Set problem » Count the lines in the listing below that contain the word "iceberg" and give only that number.

Given data »

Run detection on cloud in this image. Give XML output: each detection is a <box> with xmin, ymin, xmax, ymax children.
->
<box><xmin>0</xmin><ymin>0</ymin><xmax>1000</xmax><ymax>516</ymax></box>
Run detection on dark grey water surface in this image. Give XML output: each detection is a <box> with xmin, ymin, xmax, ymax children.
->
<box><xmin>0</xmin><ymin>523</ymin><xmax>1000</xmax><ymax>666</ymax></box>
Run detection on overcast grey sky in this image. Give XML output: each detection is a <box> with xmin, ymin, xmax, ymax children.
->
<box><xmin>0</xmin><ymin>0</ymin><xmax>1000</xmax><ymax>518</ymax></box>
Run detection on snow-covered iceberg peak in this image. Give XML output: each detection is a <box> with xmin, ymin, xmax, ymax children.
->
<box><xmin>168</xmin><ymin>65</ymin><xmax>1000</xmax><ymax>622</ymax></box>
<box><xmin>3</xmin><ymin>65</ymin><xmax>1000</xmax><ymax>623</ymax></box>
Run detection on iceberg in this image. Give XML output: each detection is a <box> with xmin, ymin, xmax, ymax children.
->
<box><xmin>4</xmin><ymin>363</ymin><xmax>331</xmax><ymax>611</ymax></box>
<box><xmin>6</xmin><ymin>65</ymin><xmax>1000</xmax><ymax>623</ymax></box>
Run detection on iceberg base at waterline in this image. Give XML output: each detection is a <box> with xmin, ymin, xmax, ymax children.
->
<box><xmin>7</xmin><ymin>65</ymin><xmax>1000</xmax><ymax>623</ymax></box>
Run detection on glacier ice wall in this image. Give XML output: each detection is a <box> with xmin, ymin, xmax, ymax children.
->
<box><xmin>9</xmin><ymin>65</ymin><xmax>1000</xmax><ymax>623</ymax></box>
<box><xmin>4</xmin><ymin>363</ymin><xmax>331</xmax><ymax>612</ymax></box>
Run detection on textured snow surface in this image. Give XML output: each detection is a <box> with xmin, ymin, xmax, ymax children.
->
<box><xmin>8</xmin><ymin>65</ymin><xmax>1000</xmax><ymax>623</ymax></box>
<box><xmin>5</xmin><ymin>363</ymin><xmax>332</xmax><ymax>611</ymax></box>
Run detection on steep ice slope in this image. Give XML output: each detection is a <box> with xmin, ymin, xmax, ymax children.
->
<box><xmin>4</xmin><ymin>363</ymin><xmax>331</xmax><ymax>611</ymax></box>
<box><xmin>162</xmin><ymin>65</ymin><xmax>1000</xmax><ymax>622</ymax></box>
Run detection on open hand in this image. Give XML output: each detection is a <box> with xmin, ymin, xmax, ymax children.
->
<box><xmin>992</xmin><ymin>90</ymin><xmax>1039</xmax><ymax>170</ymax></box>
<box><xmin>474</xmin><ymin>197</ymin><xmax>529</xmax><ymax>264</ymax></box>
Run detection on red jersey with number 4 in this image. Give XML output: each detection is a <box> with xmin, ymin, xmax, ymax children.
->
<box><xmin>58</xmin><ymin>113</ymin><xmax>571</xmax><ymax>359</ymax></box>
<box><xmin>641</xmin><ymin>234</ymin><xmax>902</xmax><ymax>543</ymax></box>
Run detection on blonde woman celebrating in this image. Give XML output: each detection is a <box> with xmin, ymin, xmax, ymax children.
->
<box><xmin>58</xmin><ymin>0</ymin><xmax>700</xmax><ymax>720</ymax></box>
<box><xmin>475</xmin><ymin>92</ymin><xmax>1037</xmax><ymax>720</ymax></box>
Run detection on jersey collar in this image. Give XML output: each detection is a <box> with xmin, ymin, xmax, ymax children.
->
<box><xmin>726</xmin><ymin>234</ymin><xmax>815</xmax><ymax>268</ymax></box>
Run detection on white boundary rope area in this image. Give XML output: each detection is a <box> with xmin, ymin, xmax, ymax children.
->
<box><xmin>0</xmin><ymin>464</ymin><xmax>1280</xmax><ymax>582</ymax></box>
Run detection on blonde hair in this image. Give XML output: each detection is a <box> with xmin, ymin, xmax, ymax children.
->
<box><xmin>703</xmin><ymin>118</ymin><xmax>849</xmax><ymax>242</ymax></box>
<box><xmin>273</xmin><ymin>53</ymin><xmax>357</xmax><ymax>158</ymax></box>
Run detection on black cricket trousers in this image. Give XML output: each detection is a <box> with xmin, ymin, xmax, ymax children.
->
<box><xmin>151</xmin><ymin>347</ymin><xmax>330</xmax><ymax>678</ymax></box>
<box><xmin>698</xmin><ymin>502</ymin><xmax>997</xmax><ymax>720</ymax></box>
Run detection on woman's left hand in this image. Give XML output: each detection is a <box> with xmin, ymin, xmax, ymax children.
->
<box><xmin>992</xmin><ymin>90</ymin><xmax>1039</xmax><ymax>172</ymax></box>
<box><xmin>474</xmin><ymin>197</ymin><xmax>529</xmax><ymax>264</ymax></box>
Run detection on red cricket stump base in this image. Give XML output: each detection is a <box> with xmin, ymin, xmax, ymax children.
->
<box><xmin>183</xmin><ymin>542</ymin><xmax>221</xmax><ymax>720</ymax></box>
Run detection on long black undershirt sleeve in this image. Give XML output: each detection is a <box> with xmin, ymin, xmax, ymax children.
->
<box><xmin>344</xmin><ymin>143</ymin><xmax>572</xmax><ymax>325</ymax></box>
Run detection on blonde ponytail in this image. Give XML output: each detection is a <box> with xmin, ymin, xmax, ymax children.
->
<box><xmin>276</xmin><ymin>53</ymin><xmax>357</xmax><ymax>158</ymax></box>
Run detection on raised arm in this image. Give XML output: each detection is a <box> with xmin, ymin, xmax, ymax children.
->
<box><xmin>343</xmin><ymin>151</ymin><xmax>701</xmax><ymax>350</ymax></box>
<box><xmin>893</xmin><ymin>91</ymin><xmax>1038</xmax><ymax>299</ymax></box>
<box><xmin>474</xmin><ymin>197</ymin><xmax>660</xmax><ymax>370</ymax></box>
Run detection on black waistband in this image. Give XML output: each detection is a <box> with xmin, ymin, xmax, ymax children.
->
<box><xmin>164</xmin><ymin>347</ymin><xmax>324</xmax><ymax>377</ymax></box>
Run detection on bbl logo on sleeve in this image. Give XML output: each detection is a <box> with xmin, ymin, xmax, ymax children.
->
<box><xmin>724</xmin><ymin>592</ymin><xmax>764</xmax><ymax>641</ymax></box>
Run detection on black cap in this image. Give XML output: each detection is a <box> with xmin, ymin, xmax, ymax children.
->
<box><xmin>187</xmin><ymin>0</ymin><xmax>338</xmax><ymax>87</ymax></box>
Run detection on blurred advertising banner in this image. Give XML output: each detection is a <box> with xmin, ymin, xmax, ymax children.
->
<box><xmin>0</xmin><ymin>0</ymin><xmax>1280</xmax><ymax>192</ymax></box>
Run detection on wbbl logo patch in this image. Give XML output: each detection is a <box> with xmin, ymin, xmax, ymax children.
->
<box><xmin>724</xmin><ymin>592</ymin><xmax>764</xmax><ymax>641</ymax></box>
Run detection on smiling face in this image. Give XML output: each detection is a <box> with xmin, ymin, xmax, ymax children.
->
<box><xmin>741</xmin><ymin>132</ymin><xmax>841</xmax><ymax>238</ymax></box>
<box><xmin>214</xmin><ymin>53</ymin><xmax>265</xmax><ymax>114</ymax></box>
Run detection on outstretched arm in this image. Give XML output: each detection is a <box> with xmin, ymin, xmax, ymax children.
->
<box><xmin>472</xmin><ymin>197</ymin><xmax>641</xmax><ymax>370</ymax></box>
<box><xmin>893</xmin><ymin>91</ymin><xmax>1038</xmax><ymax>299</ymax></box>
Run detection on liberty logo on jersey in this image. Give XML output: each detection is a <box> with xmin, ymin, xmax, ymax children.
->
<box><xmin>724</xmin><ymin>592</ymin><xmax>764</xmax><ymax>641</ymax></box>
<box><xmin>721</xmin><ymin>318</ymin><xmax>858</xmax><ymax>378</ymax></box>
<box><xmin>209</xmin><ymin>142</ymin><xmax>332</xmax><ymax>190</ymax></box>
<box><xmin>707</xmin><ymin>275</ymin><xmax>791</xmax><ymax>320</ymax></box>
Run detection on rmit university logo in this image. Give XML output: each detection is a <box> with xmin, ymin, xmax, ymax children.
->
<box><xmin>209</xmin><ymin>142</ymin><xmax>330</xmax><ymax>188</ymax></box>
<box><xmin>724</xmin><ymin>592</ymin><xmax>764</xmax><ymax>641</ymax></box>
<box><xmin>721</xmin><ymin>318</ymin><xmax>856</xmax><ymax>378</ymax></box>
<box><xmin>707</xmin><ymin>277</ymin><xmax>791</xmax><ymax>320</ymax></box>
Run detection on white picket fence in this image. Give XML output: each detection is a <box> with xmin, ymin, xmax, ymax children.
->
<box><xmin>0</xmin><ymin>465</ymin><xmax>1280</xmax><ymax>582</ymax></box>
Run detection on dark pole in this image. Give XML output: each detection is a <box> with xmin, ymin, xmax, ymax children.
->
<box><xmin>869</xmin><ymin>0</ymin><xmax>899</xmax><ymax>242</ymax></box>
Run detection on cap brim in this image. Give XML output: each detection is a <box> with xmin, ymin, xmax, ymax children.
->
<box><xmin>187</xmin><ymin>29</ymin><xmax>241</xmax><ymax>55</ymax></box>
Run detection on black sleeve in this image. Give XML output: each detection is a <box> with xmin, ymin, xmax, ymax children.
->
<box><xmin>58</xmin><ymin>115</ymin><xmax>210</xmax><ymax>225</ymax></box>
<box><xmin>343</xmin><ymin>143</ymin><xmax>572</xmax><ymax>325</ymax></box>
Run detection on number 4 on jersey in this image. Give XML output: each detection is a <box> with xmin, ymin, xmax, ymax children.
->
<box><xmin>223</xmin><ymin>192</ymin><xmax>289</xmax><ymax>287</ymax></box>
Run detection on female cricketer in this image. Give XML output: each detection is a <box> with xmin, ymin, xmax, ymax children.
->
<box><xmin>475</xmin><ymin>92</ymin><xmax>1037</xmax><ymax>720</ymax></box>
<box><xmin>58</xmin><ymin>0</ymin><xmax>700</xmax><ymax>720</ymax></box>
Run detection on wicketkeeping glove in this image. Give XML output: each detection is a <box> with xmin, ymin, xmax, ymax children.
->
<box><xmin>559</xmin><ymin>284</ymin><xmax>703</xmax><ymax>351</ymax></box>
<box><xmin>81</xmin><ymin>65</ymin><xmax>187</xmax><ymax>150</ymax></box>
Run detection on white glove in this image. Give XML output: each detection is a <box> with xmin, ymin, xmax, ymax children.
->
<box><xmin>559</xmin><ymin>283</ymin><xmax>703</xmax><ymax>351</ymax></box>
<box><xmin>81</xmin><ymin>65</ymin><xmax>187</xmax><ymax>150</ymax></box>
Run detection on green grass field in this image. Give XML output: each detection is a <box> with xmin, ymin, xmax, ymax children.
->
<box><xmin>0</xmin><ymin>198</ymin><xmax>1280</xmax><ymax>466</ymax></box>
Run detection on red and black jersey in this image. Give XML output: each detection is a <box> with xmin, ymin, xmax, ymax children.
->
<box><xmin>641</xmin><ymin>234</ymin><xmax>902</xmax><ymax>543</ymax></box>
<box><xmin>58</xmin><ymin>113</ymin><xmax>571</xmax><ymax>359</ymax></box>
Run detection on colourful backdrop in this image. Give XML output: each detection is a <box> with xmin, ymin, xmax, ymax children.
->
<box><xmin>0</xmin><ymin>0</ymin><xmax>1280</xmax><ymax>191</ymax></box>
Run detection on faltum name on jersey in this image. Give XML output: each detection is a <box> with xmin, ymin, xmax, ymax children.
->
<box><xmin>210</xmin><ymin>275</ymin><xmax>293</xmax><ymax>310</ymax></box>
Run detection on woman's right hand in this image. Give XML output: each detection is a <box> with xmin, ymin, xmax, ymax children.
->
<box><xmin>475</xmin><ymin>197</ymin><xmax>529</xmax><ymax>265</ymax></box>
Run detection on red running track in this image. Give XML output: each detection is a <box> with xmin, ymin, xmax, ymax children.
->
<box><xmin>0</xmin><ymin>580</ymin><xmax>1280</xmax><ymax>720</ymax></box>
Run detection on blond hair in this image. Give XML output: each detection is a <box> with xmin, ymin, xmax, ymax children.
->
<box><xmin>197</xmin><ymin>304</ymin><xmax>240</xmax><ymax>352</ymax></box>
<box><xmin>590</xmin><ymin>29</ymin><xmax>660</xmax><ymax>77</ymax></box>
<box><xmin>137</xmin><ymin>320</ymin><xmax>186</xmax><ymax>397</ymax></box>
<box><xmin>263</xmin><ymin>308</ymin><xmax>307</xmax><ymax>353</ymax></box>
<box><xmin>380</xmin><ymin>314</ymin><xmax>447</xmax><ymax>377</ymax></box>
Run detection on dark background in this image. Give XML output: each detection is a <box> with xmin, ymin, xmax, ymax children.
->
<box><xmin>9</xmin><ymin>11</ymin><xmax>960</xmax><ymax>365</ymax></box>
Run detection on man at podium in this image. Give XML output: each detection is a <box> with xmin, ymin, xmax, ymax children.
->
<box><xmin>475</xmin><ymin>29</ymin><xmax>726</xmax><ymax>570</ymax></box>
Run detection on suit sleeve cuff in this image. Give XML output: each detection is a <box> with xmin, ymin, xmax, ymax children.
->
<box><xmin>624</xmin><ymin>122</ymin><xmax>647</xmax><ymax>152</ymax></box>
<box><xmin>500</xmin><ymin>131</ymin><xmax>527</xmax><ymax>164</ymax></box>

Exercise answer » 3